Required action ::
Give back every record that follows, exactly as written.

Records drawn from a dataset ::
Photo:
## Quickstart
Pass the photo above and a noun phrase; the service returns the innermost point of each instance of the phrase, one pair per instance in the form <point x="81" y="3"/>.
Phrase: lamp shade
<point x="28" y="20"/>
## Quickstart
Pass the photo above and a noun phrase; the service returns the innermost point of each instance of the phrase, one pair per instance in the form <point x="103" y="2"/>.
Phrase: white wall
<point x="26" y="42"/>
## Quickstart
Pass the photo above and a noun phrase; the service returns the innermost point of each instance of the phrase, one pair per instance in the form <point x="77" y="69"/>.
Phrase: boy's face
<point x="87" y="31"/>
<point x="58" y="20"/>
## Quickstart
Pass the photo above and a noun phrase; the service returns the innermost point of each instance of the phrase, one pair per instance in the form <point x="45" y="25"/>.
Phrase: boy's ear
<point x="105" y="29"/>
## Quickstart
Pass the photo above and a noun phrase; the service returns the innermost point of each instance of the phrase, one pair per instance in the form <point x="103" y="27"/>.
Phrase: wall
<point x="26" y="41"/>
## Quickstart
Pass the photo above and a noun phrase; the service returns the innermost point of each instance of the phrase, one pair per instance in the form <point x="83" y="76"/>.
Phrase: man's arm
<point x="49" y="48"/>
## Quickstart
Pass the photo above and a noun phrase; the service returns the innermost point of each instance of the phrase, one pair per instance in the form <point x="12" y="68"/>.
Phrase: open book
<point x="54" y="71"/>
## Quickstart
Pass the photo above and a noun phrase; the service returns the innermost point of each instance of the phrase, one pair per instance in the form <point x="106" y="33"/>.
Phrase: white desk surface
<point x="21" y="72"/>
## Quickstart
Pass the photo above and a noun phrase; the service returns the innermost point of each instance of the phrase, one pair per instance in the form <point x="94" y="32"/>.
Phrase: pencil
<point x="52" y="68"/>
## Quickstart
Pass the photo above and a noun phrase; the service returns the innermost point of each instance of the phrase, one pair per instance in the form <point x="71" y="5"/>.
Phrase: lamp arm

Answer box ::
Photo:
## Quickstart
Pass the photo above and a noun phrase; the service returns the innermost point of each instance of the phrase, one pair per instance in the form <point x="81" y="3"/>.
Phrase: lamp shade
<point x="28" y="20"/>
## Quickstart
Pass the photo above and a noun phrase; the service returns the innermost point of each instance of the phrase, one pair per instance in the form <point x="103" y="2"/>.
Phrase: white wall
<point x="26" y="42"/>
## Quickstart
Pass the photo above and a noun phrase; the service returns the innermost point of each instance of the phrase, one pair per instance in the form <point x="77" y="69"/>.
Phrase: boy's face
<point x="87" y="31"/>
<point x="58" y="20"/>
## Quickstart
Pass the photo above and a noun phrase; the service returns the innermost point of each instance of the phrase, one pair per instance in the form <point x="45" y="25"/>.
Phrase: boy's ear
<point x="105" y="29"/>
## Quickstart
Pass the photo above and a noun phrase; the service returns the innermost point of each instance of the phrase, one pair per instance in the form <point x="103" y="27"/>.
Phrase: wall
<point x="26" y="41"/>
## Quickstart
Pass the photo above and a noun phrase; the service returns the innermost point of each instance of the phrase, one pair per instance in the form <point x="83" y="76"/>.
Phrase: man's arm
<point x="49" y="48"/>
## Quickstart
Pass the photo above and a noun phrase; the service returns the innermost point of each instance of the phrase, one pair per instance in the form <point x="12" y="68"/>.
Phrase: open book
<point x="54" y="71"/>
## Quickstart
Pass the photo above and a noun phrase; the service returns the innermost point of each instance of the phrase, one pair per instance in the form <point x="106" y="33"/>.
Phrase: white desk surface
<point x="21" y="72"/>
## Quickstart
Pass the photo above and a noun phrase; the service returns the innermost point of each instance of the phrase, one pair per instance in the form <point x="94" y="32"/>.
Phrase: pencil
<point x="52" y="68"/>
## Quickstart
Pass the photo above and a noun phrase; the service returns the innermost point of each instance of the phrase, one pair per instance in the form <point x="71" y="5"/>.
Phrase: lamp arm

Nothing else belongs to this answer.